_TRECHO DO DOCUMENTO_
+--
… “deixou o
título de rainha, e tomou o nome de D. Joana, e despiu o seu corpo dos brocados
e sedas que trazia, e vestiram-na com os hábitos pardos de Santa Clara.
Tiraram-lhe da cabeça a Coroa Real de Castela e Portugal de que era intitulada,
cortaram-lhe os seus cabelos como a uma pobre donzela, e por maior agravo e
mágoa, não lhe deixaram os servidores de seu gosto e vontade, nem nada que
tivesse imagem d’estado”.
Foi assim que
Rui de Pina, nas suas Crónicas, se refere à entrada de D. Joana, a 6 de Outubro
de 1479, no Convento de Santa Clara de Santarém, dando início ao estipulado nos
acordos assinados em Alcáçovas. Por duas vezes é deslocada para outros
conventos devido aos surtos de peste que assolaram o país, até que no verão de
1480 é conduzida pelo príncipe D. João para Santa Clara de Coimbra onde, a 15
de Novembro desse mesmo ano, acabado o noviciado, pronuncia os votos solenes na
presença do príncipe herdeiro português e dos embaixadores castelhanos enviados
pelos Reis Católicos.
+--
Entradas para rotulagem de caixas delimitadoras

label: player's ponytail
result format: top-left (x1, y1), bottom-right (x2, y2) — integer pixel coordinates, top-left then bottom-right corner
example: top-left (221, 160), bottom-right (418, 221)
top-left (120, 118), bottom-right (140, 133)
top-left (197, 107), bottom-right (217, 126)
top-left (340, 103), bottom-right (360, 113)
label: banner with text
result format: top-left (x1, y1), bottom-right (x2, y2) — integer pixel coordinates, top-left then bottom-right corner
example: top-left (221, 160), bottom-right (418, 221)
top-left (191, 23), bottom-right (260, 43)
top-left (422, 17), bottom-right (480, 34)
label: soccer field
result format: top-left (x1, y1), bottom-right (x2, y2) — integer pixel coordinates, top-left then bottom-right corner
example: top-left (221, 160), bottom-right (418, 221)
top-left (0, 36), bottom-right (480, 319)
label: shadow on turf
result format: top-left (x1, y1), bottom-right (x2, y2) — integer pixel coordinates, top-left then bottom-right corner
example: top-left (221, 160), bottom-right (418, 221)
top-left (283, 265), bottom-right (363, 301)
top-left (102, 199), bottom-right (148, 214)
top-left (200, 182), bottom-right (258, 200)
+--
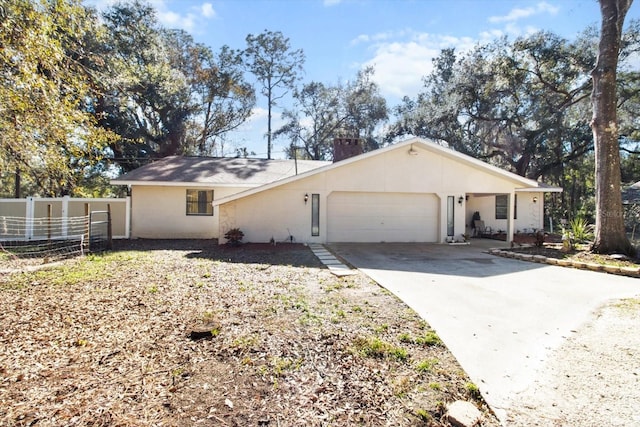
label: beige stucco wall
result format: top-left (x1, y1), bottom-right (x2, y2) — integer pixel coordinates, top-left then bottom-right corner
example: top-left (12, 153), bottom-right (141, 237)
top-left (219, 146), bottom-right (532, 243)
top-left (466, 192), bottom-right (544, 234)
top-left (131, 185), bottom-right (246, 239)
+--
_O QUE FAZER_
A - Transcreva fielmente o texto sobre D. Joana, começando em "Foi assim que" e seguindo até "pelos Reis Católicos.".
B - Dê continuidade ao texto sobre D. Joana a partir do ponto em que ele termina.
Os dados constituem material à parte, independente do texto sobre D. Joana.

_RESPOSTAS_
A -
Foi assim que
Rui de Pina, nas suas Crónicas, se refere à entrada de D. Joana, a 6 de Outubro
de 1479, no Convento de Santa Clara de Santarém, dando início ao estipulado nos
acordos assinados em Alcáçovas. Por duas vezes é deslocada para outros
conventos devido aos surtos de peste que assolaram o país, até que no verão de
1480 é conduzida pelo príncipe D. João para Santa Clara de Coimbra onde, a 15
de Novembro desse mesmo ano, acabado o noviciado, pronuncia os votos solenes na
presença do príncipe herdeiro português e dos embaixadores castelhanos enviados
pelos Reis Católicos.

B -
Não foi sem uma
certa revolta que a infanta se resolveu a professar, mas D.João, para quem a
razão do Estado justificava este sacrifício, pressionou-a “com esperanças de
futuro bem e com palavras assy brandas e prudentes”. Confiando no príncipe, D. Joana
acedeu.
D. Afonso V
esteve sempre afastado deste processo, mas a 21 de Outubro desse ano, contrariamente
ao acordado em Alcáçovas, resolve restituir o título de infanta a D. Joana:
“A nós praz que
a muito excelente Senhora Dona Joana, minha muito prezada e amada sobrinha,
haja daqui em diante e goze de todas as honras, privilégios, liberdades e
franquezas que sempre houveram e de que sempre gozaram as infantas, filhas dos
reis destes reinos”. Apenas o título de “Excelente Senhora” lhe foi concedido.
Em 1481 morre de
peste D. Afonso V no palácio de Sintra, no mesmo quarto onde nascera quarenta e
nove anos antes. Sobe ao trono seu filho, o rei D. João II e nesse mesmo ano já
a Excelente Senhora se não encontrava no convento, tendo regressado a Abrantes,
para grande inquietação dos Reis Católicos que em 1483 pediram ao Papa a
emissão de uma bula que a proibisse sair do convento. Como D. João II não fizesse
caso da bula papal, foi redigido outro acordo em como este jurava que não lhe
permitiria casar, sair de Portugal ou abandonar a vida religiosa.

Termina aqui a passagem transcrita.